### [Exercise prompt]
What you return must match the listing below character for character, minus any pictures.
*** Begin section ***
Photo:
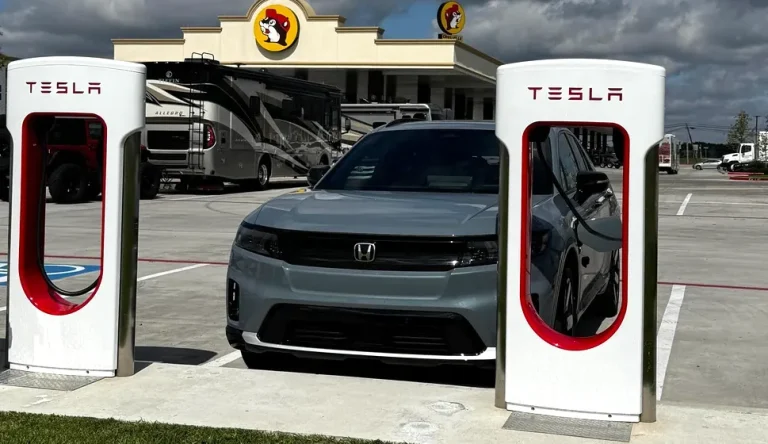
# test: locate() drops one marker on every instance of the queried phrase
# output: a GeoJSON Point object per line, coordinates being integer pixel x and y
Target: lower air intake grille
{"type": "Point", "coordinates": [378, 331]}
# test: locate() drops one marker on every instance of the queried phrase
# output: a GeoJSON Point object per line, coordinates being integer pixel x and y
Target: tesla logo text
{"type": "Point", "coordinates": [65, 87]}
{"type": "Point", "coordinates": [577, 93]}
{"type": "Point", "coordinates": [365, 252]}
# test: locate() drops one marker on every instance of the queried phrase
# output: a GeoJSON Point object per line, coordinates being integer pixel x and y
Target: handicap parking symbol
{"type": "Point", "coordinates": [54, 271]}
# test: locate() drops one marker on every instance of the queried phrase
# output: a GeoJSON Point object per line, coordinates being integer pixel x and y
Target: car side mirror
{"type": "Point", "coordinates": [316, 173]}
{"type": "Point", "coordinates": [609, 237]}
{"type": "Point", "coordinates": [592, 182]}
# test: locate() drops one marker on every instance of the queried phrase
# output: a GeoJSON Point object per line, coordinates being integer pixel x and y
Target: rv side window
{"type": "Point", "coordinates": [255, 104]}
{"type": "Point", "coordinates": [67, 132]}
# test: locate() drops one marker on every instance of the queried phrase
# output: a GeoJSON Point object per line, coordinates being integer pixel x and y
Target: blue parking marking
{"type": "Point", "coordinates": [54, 271]}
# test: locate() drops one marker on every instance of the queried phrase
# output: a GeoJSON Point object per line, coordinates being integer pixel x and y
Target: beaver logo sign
{"type": "Point", "coordinates": [276, 28]}
{"type": "Point", "coordinates": [450, 18]}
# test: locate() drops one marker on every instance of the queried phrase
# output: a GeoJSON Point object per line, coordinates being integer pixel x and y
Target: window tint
{"type": "Point", "coordinates": [431, 160]}
{"type": "Point", "coordinates": [582, 158]}
{"type": "Point", "coordinates": [568, 166]}
{"type": "Point", "coordinates": [67, 132]}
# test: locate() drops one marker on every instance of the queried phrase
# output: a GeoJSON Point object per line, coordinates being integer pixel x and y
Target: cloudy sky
{"type": "Point", "coordinates": [715, 51]}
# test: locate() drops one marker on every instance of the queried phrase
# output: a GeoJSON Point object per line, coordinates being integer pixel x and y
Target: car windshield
{"type": "Point", "coordinates": [432, 160]}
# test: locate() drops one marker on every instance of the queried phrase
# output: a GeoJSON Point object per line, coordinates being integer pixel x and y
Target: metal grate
{"type": "Point", "coordinates": [580, 428]}
{"type": "Point", "coordinates": [45, 381]}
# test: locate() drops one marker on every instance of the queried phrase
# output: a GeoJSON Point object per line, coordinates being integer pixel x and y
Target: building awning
{"type": "Point", "coordinates": [314, 41]}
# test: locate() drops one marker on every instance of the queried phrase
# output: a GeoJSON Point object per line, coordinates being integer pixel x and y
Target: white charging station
{"type": "Point", "coordinates": [609, 376]}
{"type": "Point", "coordinates": [48, 332]}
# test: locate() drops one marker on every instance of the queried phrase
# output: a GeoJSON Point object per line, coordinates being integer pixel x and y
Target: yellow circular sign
{"type": "Point", "coordinates": [276, 28]}
{"type": "Point", "coordinates": [451, 18]}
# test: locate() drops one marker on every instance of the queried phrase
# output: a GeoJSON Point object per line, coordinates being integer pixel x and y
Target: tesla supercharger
{"type": "Point", "coordinates": [48, 331]}
{"type": "Point", "coordinates": [610, 375]}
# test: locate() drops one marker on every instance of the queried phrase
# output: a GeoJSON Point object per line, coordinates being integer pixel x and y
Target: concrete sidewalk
{"type": "Point", "coordinates": [344, 406]}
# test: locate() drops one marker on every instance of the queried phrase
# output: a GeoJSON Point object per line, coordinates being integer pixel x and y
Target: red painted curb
{"type": "Point", "coordinates": [192, 262]}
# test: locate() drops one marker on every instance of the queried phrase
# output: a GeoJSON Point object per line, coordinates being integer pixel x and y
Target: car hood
{"type": "Point", "coordinates": [379, 212]}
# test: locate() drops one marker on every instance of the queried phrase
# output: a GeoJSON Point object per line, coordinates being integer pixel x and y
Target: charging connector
{"type": "Point", "coordinates": [568, 202]}
{"type": "Point", "coordinates": [42, 128]}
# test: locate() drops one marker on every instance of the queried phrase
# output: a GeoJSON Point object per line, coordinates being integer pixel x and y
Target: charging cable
{"type": "Point", "coordinates": [44, 129]}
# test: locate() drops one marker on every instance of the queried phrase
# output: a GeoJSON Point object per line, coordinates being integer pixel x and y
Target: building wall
{"type": "Point", "coordinates": [328, 50]}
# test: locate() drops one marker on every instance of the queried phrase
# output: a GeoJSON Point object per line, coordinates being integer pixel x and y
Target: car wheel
{"type": "Point", "coordinates": [251, 359]}
{"type": "Point", "coordinates": [565, 320]}
{"type": "Point", "coordinates": [607, 302]}
{"type": "Point", "coordinates": [5, 188]}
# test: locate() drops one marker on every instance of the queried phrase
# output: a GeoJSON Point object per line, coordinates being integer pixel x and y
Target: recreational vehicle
*** End section ***
### [Answer section]
Photo:
# test: locate() drops one marker on every instance of the queried phrase
# output: a GeoJSON Point object per line, coordinates being integer pixel x and y
Target: lower air intake grille
{"type": "Point", "coordinates": [378, 331]}
# test: locate() drops one marker on every instance of the queried phrase
# output: a GeoJSON Point object per line, coordinates being integer pixel x and y
Target: tesla logo text
{"type": "Point", "coordinates": [65, 87]}
{"type": "Point", "coordinates": [577, 93]}
{"type": "Point", "coordinates": [365, 252]}
# test: locate() drops one marker on every instance of the queried phrase
# output: a GeoJSON Point object per line, coordinates being integer pixel x and y
Target: handicap parking symbol
{"type": "Point", "coordinates": [54, 271]}
# test: locate() drops one marker on every instance of the queried phrase
# output: a GeoJSON Point object per line, coordinates being integer pixel x and y
Target: car side mirror
{"type": "Point", "coordinates": [316, 173]}
{"type": "Point", "coordinates": [609, 237]}
{"type": "Point", "coordinates": [592, 182]}
# test: locate() drops one marker on every instance of the queried phrase
# output: a GeoJSON Point object per line, coordinates being integer pixel x and y
Target: rv side window
{"type": "Point", "coordinates": [255, 104]}
{"type": "Point", "coordinates": [67, 132]}
# test: locate() drops one marker on every instance of the queried phrase
# output: a GeoJSON Point object per line, coordinates being integer pixel x and y
Target: blue parking marking
{"type": "Point", "coordinates": [54, 271]}
# test: locate() drops one marker on every instance of the queried phrase
# output: a GeoJSON Point object per line, coordinates being integer pixel x and y
Target: beaver logo sign
{"type": "Point", "coordinates": [276, 28]}
{"type": "Point", "coordinates": [450, 18]}
# test: locate() drops one marker on every instance of the queried phrase
# output: a GeoJSON Point object per line, coordinates being integer pixel x and y
Target: window tint
{"type": "Point", "coordinates": [431, 160]}
{"type": "Point", "coordinates": [582, 158]}
{"type": "Point", "coordinates": [568, 166]}
{"type": "Point", "coordinates": [67, 132]}
# test: locate() drops one marker on every instance of the queried phrase
# output: a GeoJSON Point object per line, coordinates being integer pixel x and y
Target: cloudy sky
{"type": "Point", "coordinates": [715, 51]}
# test: locate() drops one marker on every instance of the queried phrase
# output: a GeoJSON Point object per line, coordinates being integer pixel x and y
Target: car windshield
{"type": "Point", "coordinates": [432, 160]}
# test: locate() drops one marker on every instance of the queried phrase
# output: a GeoJSON Point object per line, coordinates being integer pixel x and y
Target: metal grate
{"type": "Point", "coordinates": [580, 428]}
{"type": "Point", "coordinates": [45, 381]}
# test: locate() drops one marker on every instance of the queried phrase
# output: a GeoJSON Point object per line, coordinates being integer pixel x and y
Target: building awning
{"type": "Point", "coordinates": [314, 41]}
# test: locate() drops one marker on every instance of the queried phrase
# output: a GeoJSON Point object per line, coordinates being integer pixel x and y
Target: white charging station
{"type": "Point", "coordinates": [609, 376]}
{"type": "Point", "coordinates": [48, 332]}
# test: locate() drops one marker on every instance of the queried phrase
# output: a GeoJSON Point object per line, coordinates being integer pixel x and y
Target: yellow circular sign
{"type": "Point", "coordinates": [276, 28]}
{"type": "Point", "coordinates": [451, 18]}
# test: locate() drops one marker on every instance of the queried phrase
# output: a GeoJSON Point object per line, coordinates being integer pixel x and y
Target: tesla supercharger
{"type": "Point", "coordinates": [48, 331]}
{"type": "Point", "coordinates": [610, 375]}
# test: locate() drops one marker on every instance of the queried phrase
# output: a GeoJSON Point object per line, coordinates being integer pixel x and y
Target: concrete sidewalk
{"type": "Point", "coordinates": [344, 406]}
# test: locate() drops one marker on every instance of the queried phrase
# output: a GeoJSON Point object per line, coordinates being integer pixel x and y
Target: red painted curb
{"type": "Point", "coordinates": [192, 262]}
# test: locate() drops one marker on every instance of the queried phrase
# output: a GeoJSON Point object per line, coordinates being integer pixel x and y
Target: car hood
{"type": "Point", "coordinates": [379, 212]}
# test: locate() drops one marker on every instance of the queried phrase
# output: a GeoJSON Point object per line, coordinates being integer pixel x and y
Target: charging connector
{"type": "Point", "coordinates": [568, 202]}
{"type": "Point", "coordinates": [42, 128]}
# test: locate() drops one marker on every instance of the queried phrase
# output: a GeoJSON Point object per line, coordinates being integer pixel x and y
Target: charging cable
{"type": "Point", "coordinates": [44, 129]}
# test: locate() drops one marker on every instance of the queried phrase
# output: a GeoJSON Point object per line, coordinates being integer pixel x and y
Target: building wall
{"type": "Point", "coordinates": [328, 50]}
# test: locate() drops one marker on every instance of the queried phrase
# output: a GeoJSON Point object per line, coordinates being integer pixel x and y
Target: car wheel
{"type": "Point", "coordinates": [251, 359]}
{"type": "Point", "coordinates": [565, 320]}
{"type": "Point", "coordinates": [607, 302]}
{"type": "Point", "coordinates": [5, 188]}
# test: locate() drops one marker on every instance of the queried phrase
# output: a GeoJSON Point object per line, coordinates being integer pixel x and y
Target: recreational vehicle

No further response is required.